● **Given task**: Pick out every line in the rows below that contains the word "flower", and copy each one. Case counts.

** Start of Material for this task **

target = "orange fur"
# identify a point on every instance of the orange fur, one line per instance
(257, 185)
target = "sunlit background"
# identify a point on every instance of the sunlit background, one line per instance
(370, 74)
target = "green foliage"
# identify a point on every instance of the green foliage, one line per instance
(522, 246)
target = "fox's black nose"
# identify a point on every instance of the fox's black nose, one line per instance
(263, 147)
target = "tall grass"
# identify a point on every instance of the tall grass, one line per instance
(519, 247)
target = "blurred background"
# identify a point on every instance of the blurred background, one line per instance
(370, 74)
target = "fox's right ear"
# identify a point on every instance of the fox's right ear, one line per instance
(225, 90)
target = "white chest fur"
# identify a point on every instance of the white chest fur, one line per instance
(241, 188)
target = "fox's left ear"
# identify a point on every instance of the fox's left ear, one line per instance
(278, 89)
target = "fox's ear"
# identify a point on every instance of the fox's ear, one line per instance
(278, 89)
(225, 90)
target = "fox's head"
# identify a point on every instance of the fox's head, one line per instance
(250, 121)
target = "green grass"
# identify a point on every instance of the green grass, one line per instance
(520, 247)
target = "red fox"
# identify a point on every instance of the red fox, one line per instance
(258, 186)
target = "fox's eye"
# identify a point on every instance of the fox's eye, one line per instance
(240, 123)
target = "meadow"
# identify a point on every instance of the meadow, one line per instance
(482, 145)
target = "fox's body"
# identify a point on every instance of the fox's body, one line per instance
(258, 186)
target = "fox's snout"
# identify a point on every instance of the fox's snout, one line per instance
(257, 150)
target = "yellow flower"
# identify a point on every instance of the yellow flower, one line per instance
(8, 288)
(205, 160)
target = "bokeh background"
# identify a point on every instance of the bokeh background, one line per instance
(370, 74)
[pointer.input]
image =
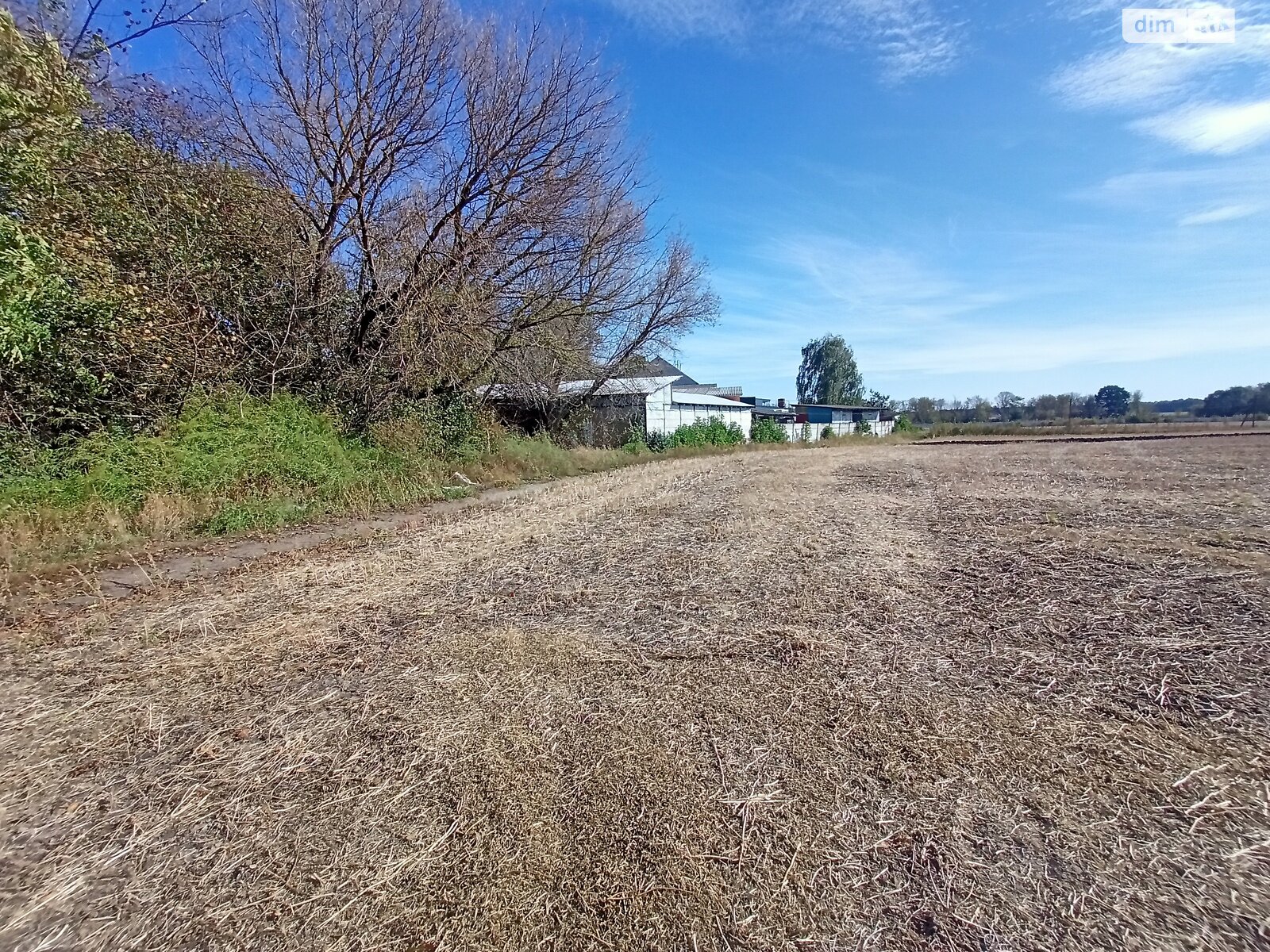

** End of Material for this task **

● **Solution for this problem**:
target = "yellow flower"
# identify a point on every instance of the yellow flower, one line per instance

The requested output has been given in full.